> Verilen görev 1:
Aşağıdaki (a), (b) ve (c) ifadelerinin SSK sağlık kurumları metniyle uyuşup uyuşmadığını belirtin. Her birine evet ya da hayır deyin ve kararı veren sözleri metinden aynen alıntılayın.
(a) SSK sağlık kurumları 19 Şubat 2005'te Sağlık Bakanlığı'na devredildi.
(b) Kurum ilk sağlık kurumunu Göztepe'de açtı.
(c) Kurum başlangıçta İşçi Sigortaları Kurumu adıyla kuruldu.
> Verilen görev 2: SSK sağlık kurumları metninde "9.998 doktor, 620 diş" sözlerinden "Kurumu adıyla kurulmuştu." sözlerine kadar olan kısmı yeniden yazın ve "İşçi Sigortaları Kurumu" yerine "Sosyal Sigortalar Kurumu" koyun.
> Verilen görev 3: SSK sağlık kurumları metnini kaldığı yerden devam ettirin.

> Kaynak metin:
•••••

148 hastane, 212 dispanser, 202 sağlık istasyonu; toplam 573 sağlık kurumu. 9.998 doktor, 620

148 hastane, 212 dispanser, 202 sağlık istasyonu; toplam 573 sağlık kurumu.
9.998 doktor, 620 diş hekimi, 1.235 eczacı, 12.420 hemşire, 4.148 sağlık memuru, 1.974 ebe, 21.101 diğer sağlık personeli, 2.193 işçi ve 255 sözleşmeli personel; toplam 53.985 personel.
Tam beş yıl önce, 19 Şubat 2005 günü Sağlık Bakanlığı’na devredilip tasfiye edilmişti SSK sağlık kurumları.
•••
1946’da, başlangıçta İşçi Sigortaları Kurumu adıyla kurulmuştu.
İlk sağlık kurumunu, 100 yataklı İstanbul Hastanesi’ni, 1949’da Nişantaşı’nda açtı… Sonra diğerleri geldi…
Okmeydanı, Göztepe, Samatya, Dışkapı, Tepecik… Türkiye’nin en büyük hastaneleri arasına girdiler.

•••••

> Verilen malzeme:
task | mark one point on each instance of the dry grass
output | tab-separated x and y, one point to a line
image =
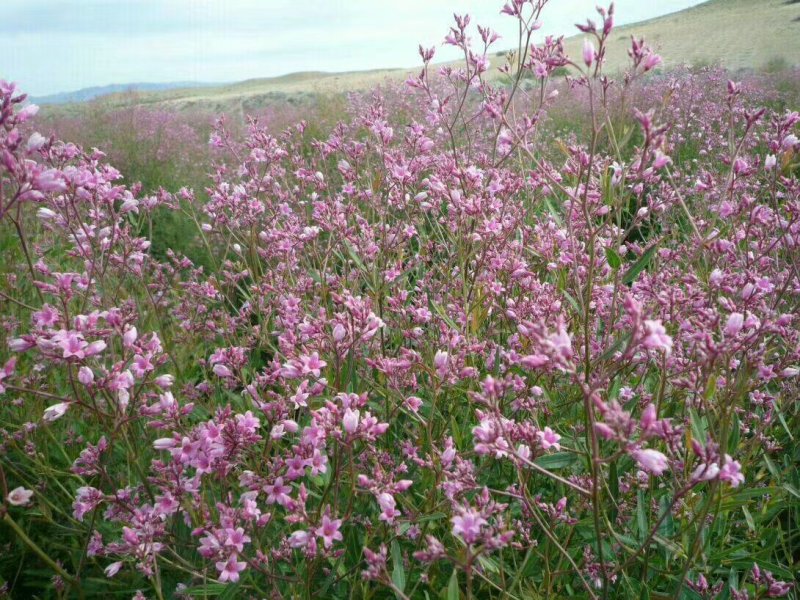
739	34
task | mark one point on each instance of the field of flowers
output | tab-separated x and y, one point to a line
530	340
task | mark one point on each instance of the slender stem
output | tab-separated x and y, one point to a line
37	550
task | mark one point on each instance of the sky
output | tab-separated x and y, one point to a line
50	46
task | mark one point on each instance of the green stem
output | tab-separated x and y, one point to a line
36	549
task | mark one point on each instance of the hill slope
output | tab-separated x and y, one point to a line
734	33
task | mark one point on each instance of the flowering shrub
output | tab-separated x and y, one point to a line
444	353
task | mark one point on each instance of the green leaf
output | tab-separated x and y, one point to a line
398	572
559	460
633	272
613	258
453	592
641	514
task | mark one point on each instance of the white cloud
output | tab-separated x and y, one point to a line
57	45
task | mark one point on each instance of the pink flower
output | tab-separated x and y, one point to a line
440	361
85	375
19	496
731	472
55	412
329	530
651	460
549	439
7	371
113	568
734	324
467	525
350	421
229	569
589	52
656	337
413	403
388	511
298	539
312	365
129	337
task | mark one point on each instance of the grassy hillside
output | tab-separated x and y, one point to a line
735	33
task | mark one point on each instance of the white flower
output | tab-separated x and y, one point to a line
19	496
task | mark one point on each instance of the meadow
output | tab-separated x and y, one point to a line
524	327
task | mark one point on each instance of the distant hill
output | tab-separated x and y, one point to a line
737	34
91	93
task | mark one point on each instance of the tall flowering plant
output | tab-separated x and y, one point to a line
444	352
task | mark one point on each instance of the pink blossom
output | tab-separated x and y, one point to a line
467	525
55	412
549	439
589	52
731	472
19	496
329	530
656	337
229	569
651	460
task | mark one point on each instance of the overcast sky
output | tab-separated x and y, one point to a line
52	46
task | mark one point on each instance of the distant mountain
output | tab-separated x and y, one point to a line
90	93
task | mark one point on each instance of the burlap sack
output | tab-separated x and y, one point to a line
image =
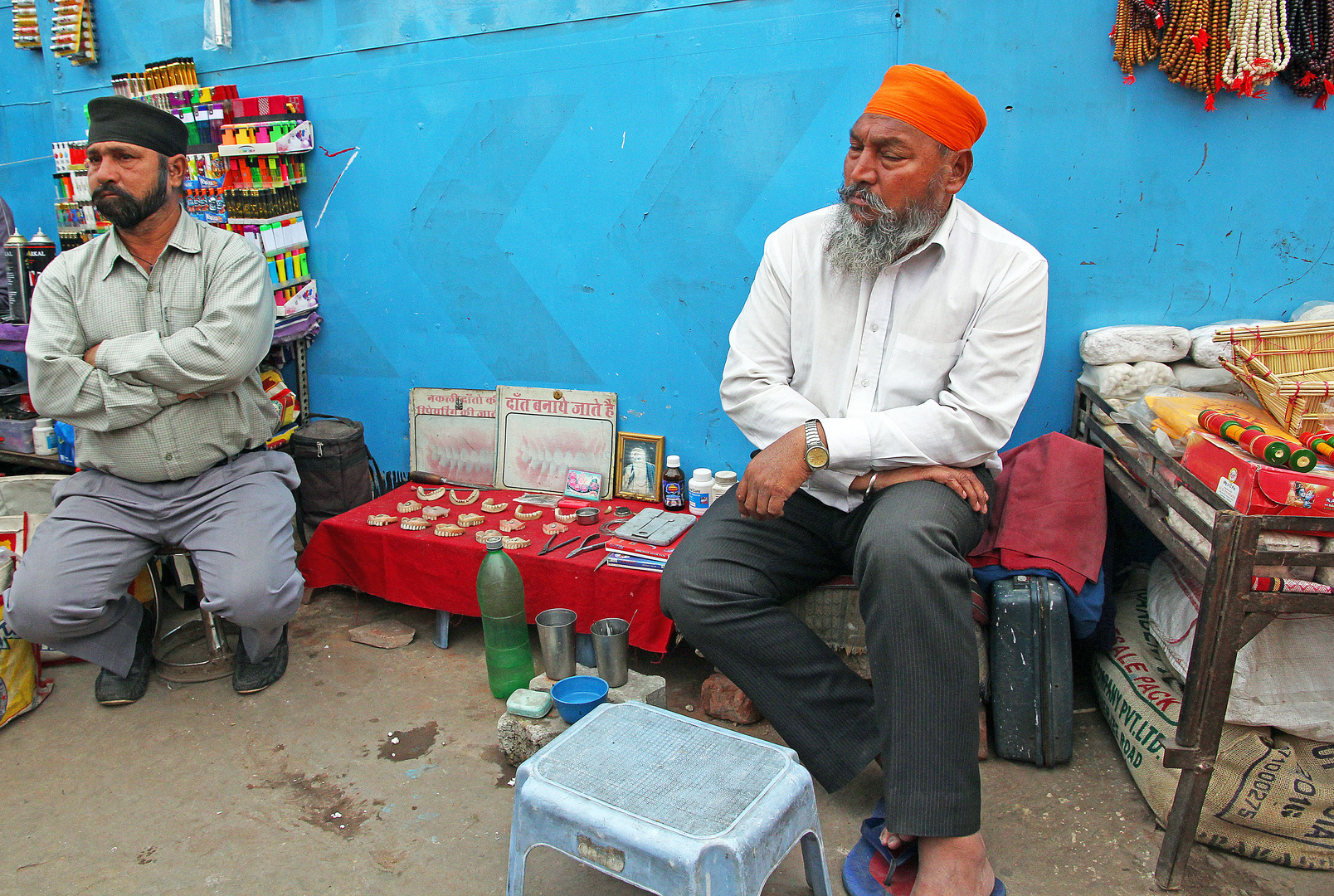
1272	796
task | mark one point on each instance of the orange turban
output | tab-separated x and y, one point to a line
932	103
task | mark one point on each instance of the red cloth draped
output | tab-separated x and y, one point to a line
425	570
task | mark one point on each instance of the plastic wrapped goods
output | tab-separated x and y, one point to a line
1285	675
1130	343
1193	377
1125	380
1206	353
1268	540
1313	311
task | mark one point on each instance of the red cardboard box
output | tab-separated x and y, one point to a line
251	107
1254	487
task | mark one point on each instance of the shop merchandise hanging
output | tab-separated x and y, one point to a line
1230	46
1310	33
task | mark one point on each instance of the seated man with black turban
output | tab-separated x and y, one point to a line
147	340
884	353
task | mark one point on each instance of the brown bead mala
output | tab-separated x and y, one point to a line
1136	35
1194	46
1310	32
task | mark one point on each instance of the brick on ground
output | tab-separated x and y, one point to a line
522	738
722	699
386	632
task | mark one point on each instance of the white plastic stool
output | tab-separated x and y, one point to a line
666	803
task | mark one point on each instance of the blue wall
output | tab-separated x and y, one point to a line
577	192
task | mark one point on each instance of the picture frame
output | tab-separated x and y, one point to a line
640	479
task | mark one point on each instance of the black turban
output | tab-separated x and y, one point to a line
124	120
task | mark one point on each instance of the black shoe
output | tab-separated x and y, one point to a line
112	689
250	676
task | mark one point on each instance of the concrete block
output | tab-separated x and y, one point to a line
387	634
638	689
522	738
722	699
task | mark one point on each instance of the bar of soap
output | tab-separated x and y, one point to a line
534	704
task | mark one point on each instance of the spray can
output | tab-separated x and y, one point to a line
13	256
39	252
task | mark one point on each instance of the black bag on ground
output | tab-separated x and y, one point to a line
335	468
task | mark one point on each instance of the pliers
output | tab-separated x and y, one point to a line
548	547
585	546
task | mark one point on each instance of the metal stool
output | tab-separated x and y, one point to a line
190	645
666	803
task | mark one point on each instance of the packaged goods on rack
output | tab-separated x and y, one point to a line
72	32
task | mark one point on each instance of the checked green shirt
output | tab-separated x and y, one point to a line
202	320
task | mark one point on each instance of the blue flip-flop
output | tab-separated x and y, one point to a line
870	867
874	869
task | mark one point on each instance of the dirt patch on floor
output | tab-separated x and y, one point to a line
401	746
323	803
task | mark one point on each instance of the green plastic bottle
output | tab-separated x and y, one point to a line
504	626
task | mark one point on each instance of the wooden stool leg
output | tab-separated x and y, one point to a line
1209	684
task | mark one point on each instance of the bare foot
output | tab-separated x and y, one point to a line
954	867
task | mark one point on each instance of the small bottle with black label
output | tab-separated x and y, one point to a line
674	485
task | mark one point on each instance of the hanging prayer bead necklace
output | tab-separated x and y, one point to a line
1309	32
1259	48
1194	46
1136	33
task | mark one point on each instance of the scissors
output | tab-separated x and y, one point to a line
550	547
585	546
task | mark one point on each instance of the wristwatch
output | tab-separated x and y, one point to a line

•••••

> Yanıt 1:
(a) Evet: "Tam beş yıl önce, 19 Şubat 2005 günü Sağlık Bakanlığı’na devredilip tasfiye edilmişti SSK sağlık kurumları."
(b) Hayır: "İlk sağlık kurumunu, 100 yataklı İstanbul Hastanesi’ni, 1949’da Nişantaşı’nda açtı…"
(c) Evet: "1946’da, başlangıçta İşçi Sigortaları Kurumu adıyla kurulmuştu."

> Yanıt 2:
9.998 doktor, 620 diş hekimi, 1.235 eczacı, 12.420 hemşire, 4.148 sağlık memuru, 1.974 ebe, 21.101 diğer sağlık personeli, 2.193 işçi ve 255 sözleşmeli personel; toplam 53.985 personel.
Tam beş yıl önce, 19 Şubat 2005 günü Sağlık Bakanlığı’na devredilip tasfiye edilmişti SSK sağlık kurumları.
•••
1946’da, başlangıçta Sosyal Sigortalar Kurumu adıyla kurulmuştu.

> Yanıt 3:
Paşabahçe, Eyüp, Yenimahalle hastaneleri… İşçilerin yoğun olduğu havzalarda hizmet verdi.
Başlarda SSK’lı nüfus az, yatırımlar yaygın, kaynaklar da boldu… Öyle olunca sağlık çalışanları için de, hastalar için de SSK’lı olmak avantajdı.
•••
Sonra, 1980’lerden itibaren…
Hızla büyüyen SSK’lı nüfusla birlikte hizmet talebi de arttı… Ama yeni yatırımlar gelmedi.
Para olmadığından değil… Zamanın neoliberal ruhu izin vermediğinden.
1970’lerin ilk yarısında… SSK Kartal Hastanesi kurulduğunda… İstanbul’un nüfusu üç milyondu... On milyona çıktığında tek bir tane dahi yeni hastane yapılmamıştı.
2000’lere gelindiğinde… Toplam hastane yataklarının yüzde on yedisi… Toplam sağlık çalışanlarının yüzde sekiziyle… Türkiye nüfusunun yüzde ellisine hizmet vermeye çalışmaktaydı, SSK hastaneleri.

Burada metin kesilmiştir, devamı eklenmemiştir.